» **WHAT THIS TASK INVOLVES**
Retype the entries exactly, but skip the pictures.

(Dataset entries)
►

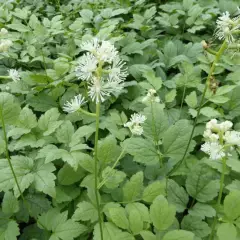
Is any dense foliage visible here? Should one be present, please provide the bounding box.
[0,0,240,239]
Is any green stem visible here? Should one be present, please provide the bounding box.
[0,76,10,79]
[205,48,217,55]
[78,108,96,117]
[179,85,186,119]
[209,157,227,240]
[98,145,126,189]
[167,40,227,177]
[94,102,104,240]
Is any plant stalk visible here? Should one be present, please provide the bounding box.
[94,102,104,240]
[167,40,227,177]
[208,157,227,240]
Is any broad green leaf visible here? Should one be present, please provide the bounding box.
[98,135,121,165]
[129,209,143,234]
[165,89,176,102]
[7,23,30,32]
[2,191,19,216]
[185,91,197,108]
[143,70,162,90]
[186,163,220,202]
[162,230,194,240]
[217,223,237,240]
[55,121,74,144]
[123,138,159,165]
[32,159,56,198]
[80,9,93,23]
[227,159,240,173]
[58,164,85,185]
[0,156,34,197]
[200,107,220,117]
[19,224,50,240]
[163,120,195,161]
[38,108,62,136]
[72,201,98,223]
[142,180,166,203]
[17,106,37,129]
[102,167,126,189]
[0,92,21,126]
[189,203,216,219]
[181,215,211,238]
[126,203,151,223]
[140,231,156,240]
[55,185,80,203]
[38,209,87,240]
[224,190,240,221]
[150,195,176,231]
[167,179,189,213]
[123,172,143,202]
[143,103,169,140]
[109,207,129,230]
[0,212,20,240]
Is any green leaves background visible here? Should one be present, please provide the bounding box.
[0,0,240,239]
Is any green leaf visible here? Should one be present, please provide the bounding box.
[0,212,20,240]
[165,89,176,103]
[143,103,169,140]
[80,9,93,23]
[0,156,34,197]
[200,107,220,117]
[72,201,98,223]
[19,224,50,240]
[181,215,211,238]
[217,223,237,240]
[38,209,87,240]
[98,135,121,165]
[143,70,162,90]
[126,203,151,223]
[185,91,197,108]
[55,121,74,144]
[7,23,30,32]
[32,159,56,198]
[0,92,21,126]
[140,231,156,240]
[102,167,126,189]
[224,190,240,221]
[189,203,216,219]
[142,180,166,203]
[109,207,129,230]
[2,191,19,216]
[167,179,189,213]
[150,195,176,231]
[38,108,62,136]
[186,163,220,202]
[227,159,240,173]
[129,209,143,235]
[123,172,143,202]
[123,138,159,165]
[162,230,194,240]
[163,120,195,161]
[17,106,37,129]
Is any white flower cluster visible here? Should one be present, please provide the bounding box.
[215,11,240,43]
[8,69,21,82]
[75,38,127,103]
[201,119,240,160]
[63,94,86,113]
[0,28,12,52]
[142,89,160,103]
[124,113,146,135]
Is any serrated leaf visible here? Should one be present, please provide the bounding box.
[185,91,197,108]
[165,89,176,103]
[109,207,129,230]
[2,191,19,216]
[0,92,21,126]
[181,215,211,238]
[162,230,194,240]
[217,223,237,240]
[189,203,216,219]
[150,195,176,231]
[55,121,74,144]
[142,180,166,203]
[72,201,98,223]
[163,120,195,161]
[102,167,126,189]
[224,190,240,221]
[186,163,220,202]
[167,179,189,213]
[126,202,151,223]
[129,209,143,235]
[143,70,162,90]
[123,172,143,202]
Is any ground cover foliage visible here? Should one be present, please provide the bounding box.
[0,0,240,239]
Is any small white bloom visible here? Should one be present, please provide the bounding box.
[206,119,218,130]
[0,28,8,35]
[75,53,98,81]
[0,39,12,52]
[108,57,128,82]
[124,113,146,135]
[142,88,160,103]
[203,129,219,142]
[215,11,240,43]
[131,125,144,135]
[96,40,118,63]
[63,94,86,113]
[8,69,20,82]
[80,38,99,52]
[201,142,225,160]
[224,131,240,146]
[130,113,147,125]
[219,121,233,132]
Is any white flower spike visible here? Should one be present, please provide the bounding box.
[142,88,160,103]
[124,113,146,135]
[201,142,225,160]
[63,94,86,113]
[8,69,20,82]
[0,39,12,52]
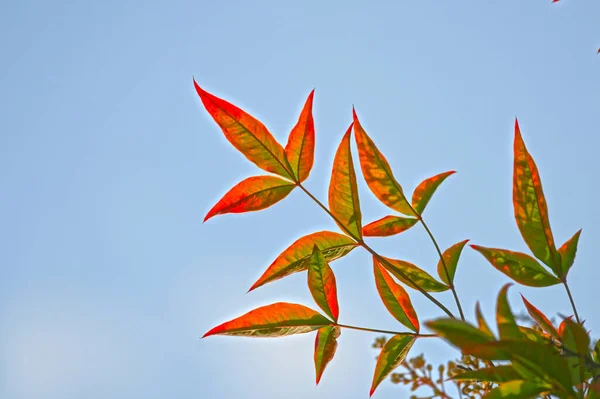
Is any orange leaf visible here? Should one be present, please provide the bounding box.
[308,246,339,322]
[204,176,295,221]
[314,325,340,384]
[378,257,449,292]
[249,231,358,291]
[373,260,419,332]
[285,90,315,183]
[558,229,581,278]
[370,334,415,396]
[362,215,418,237]
[437,239,469,286]
[328,124,362,240]
[411,171,456,215]
[353,109,414,216]
[521,295,559,341]
[202,302,330,338]
[513,119,561,274]
[194,80,293,179]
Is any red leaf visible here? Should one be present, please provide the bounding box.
[328,124,362,240]
[308,246,339,322]
[202,302,330,338]
[194,80,293,179]
[249,231,358,291]
[353,109,414,216]
[370,334,415,396]
[362,215,418,237]
[521,295,560,340]
[411,171,456,215]
[314,326,340,384]
[204,175,295,221]
[374,261,419,332]
[285,90,315,183]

◄

» **ANSWER BELOW**
Is any dense foliage visible here? Should one be present, please provide the bounding box.
[0,0,240,239]
Is any green stem visible here? Should one be present, please provide the bounding box.
[0,76,10,79]
[205,48,217,55]
[78,108,96,117]
[179,85,186,119]
[209,157,227,240]
[98,145,126,189]
[167,40,227,177]
[94,102,104,240]
Is any plant stalk visible here? Should one be present, please provide the bounding box.
[94,102,104,240]
[167,40,227,177]
[208,157,227,240]
Is any broad green leaf visible here? Should one be present, please provide the bounding box.
[98,135,121,165]
[129,209,143,234]
[165,89,176,102]
[7,23,30,32]
[2,191,19,216]
[185,91,197,108]
[143,70,162,90]
[186,163,220,202]
[162,230,194,240]
[217,223,237,240]
[55,121,74,144]
[123,138,159,165]
[32,159,56,198]
[80,9,93,23]
[227,159,240,173]
[58,164,85,185]
[0,156,34,197]
[200,107,220,117]
[19,224,50,240]
[163,120,195,161]
[38,108,62,136]
[72,201,98,223]
[142,180,166,203]
[17,106,37,129]
[102,167,126,189]
[0,92,21,126]
[189,203,216,219]
[181,215,211,238]
[126,203,151,223]
[140,231,156,240]
[55,185,80,203]
[38,209,87,240]
[224,190,240,221]
[150,195,176,231]
[167,179,189,213]
[123,172,143,202]
[143,103,169,140]
[109,207,129,230]
[0,212,20,240]
Is any green leaves background visible here? Should one be present, please provide the bounding box.
[0,0,240,239]
Is any green leaf visible here? Should one be present, please provide the bounding box.
[0,212,20,240]
[165,89,176,103]
[143,103,169,140]
[80,9,93,23]
[0,156,34,197]
[200,107,220,117]
[72,201,98,223]
[19,224,50,240]
[181,215,211,238]
[217,223,237,240]
[38,209,87,240]
[98,135,121,165]
[143,70,162,90]
[126,203,151,223]
[185,91,197,108]
[55,121,74,144]
[7,23,30,32]
[32,159,56,198]
[0,92,21,126]
[140,231,156,240]
[102,167,126,189]
[224,190,240,221]
[189,203,216,219]
[142,180,166,203]
[109,207,129,230]
[2,191,19,216]
[167,179,189,213]
[150,195,176,231]
[38,108,62,136]
[186,163,220,202]
[227,159,240,173]
[129,209,143,235]
[123,172,143,202]
[123,138,159,165]
[162,230,194,240]
[163,120,195,161]
[17,106,37,129]
Is any white flower cluster visible here? Should one be present, please provide the bounding box.
[215,11,240,43]
[8,69,21,82]
[75,38,127,103]
[201,119,240,160]
[63,94,86,113]
[0,28,12,52]
[142,89,160,103]
[124,113,146,135]
Is any serrated leaf visible here? Should one be present, please provide the bounding box.
[185,91,197,108]
[165,89,176,103]
[109,207,129,230]
[2,191,19,216]
[0,92,21,126]
[181,215,211,238]
[162,230,194,240]
[217,223,237,240]
[189,203,216,219]
[150,195,176,231]
[55,121,74,144]
[142,180,166,203]
[72,201,98,223]
[163,120,195,161]
[102,167,126,189]
[224,190,240,221]
[186,163,220,202]
[167,179,189,213]
[126,202,151,223]
[129,209,143,235]
[143,70,162,90]
[123,172,143,202]
Is any ground cover foliage visible here? Should one be present, please provide the bounding box.
[0,0,240,239]
Is any small white bloom visible here? Should one be present, please provide the bounding box.
[206,119,218,130]
[0,28,8,35]
[75,53,98,81]
[0,39,12,52]
[108,57,128,82]
[124,113,146,135]
[142,88,160,103]
[203,129,219,142]
[215,11,240,43]
[131,125,144,135]
[96,40,118,63]
[63,94,86,113]
[8,69,20,82]
[80,38,99,52]
[201,142,225,160]
[224,131,240,146]
[130,113,147,125]
[219,121,233,132]
Is any white flower spike visible here? Should one be present, please provide the bounding box.
[142,88,160,103]
[124,113,146,135]
[201,142,225,160]
[63,94,86,113]
[8,69,20,82]
[0,39,12,52]
Is any orange leaf visible here? Should one be present, please provide the bounding box.
[308,246,339,322]
[204,176,295,221]
[314,325,340,384]
[378,257,449,292]
[249,231,358,291]
[373,260,419,332]
[285,90,315,183]
[558,229,581,278]
[370,334,415,396]
[362,215,418,237]
[437,239,469,286]
[328,124,362,240]
[411,171,456,215]
[353,109,414,216]
[521,295,559,341]
[202,302,330,338]
[513,119,561,274]
[194,80,293,179]
Is any red leaf visible here? Should one be present, please provide the bounding box.
[328,124,362,240]
[308,246,339,322]
[202,302,330,338]
[194,80,293,179]
[249,231,358,291]
[353,109,414,216]
[370,334,415,396]
[362,215,418,237]
[521,295,560,340]
[411,171,456,215]
[314,326,340,384]
[204,175,295,221]
[374,261,419,332]
[285,90,315,183]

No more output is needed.